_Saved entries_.
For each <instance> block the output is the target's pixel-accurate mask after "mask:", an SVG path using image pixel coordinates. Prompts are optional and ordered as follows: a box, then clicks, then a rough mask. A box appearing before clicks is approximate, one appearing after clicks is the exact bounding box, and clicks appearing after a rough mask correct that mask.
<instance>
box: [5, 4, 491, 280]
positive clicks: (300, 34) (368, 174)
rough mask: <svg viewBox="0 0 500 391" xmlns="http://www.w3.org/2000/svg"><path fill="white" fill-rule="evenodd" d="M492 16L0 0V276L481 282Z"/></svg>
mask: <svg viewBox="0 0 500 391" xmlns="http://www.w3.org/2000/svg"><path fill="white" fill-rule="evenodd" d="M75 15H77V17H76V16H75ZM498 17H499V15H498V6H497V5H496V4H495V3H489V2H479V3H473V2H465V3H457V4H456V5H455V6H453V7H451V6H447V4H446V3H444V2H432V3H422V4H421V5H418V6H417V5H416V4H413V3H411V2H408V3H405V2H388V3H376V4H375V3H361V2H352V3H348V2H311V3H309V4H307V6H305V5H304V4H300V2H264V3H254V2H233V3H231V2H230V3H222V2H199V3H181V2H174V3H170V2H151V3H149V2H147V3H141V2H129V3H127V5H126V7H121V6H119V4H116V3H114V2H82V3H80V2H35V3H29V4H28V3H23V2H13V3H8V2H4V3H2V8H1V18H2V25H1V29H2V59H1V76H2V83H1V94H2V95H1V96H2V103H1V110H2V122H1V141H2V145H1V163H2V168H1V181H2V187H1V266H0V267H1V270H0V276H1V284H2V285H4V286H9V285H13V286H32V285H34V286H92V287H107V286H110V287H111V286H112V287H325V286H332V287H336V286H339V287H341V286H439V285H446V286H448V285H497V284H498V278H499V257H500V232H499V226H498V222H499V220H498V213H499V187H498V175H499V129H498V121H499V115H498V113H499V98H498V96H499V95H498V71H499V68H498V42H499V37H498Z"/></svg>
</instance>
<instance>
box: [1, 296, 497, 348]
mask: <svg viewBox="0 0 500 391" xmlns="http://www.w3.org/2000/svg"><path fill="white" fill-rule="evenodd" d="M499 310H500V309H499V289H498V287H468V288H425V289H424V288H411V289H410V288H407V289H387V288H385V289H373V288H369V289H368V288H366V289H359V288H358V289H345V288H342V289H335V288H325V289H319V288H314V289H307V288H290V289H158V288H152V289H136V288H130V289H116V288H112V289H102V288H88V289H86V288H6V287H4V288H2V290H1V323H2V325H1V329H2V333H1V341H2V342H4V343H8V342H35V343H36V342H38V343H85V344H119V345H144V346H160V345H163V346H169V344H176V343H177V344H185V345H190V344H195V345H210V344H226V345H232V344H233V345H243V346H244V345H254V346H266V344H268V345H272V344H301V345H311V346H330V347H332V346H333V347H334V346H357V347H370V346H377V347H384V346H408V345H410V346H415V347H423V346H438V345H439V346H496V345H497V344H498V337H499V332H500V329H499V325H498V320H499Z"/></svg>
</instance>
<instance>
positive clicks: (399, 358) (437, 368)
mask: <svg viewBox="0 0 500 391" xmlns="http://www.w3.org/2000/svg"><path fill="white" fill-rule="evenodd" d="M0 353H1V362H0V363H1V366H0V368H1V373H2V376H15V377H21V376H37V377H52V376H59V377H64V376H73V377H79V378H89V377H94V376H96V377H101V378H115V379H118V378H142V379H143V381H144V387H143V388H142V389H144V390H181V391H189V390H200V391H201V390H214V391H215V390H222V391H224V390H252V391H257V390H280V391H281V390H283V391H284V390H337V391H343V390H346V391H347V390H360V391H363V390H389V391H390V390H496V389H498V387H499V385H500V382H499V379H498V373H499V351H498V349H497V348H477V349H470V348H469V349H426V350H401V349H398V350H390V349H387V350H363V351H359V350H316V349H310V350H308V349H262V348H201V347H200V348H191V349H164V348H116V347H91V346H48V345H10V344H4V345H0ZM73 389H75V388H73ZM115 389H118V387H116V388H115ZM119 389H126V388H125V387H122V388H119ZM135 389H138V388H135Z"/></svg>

_About this exercise_. Pull out every line of the records above that contains the string "positive", and copy each of those lines in full.

_Completed exercise_.
positive clicks: (300, 34) (368, 174)
positive clicks: (399, 358) (437, 368)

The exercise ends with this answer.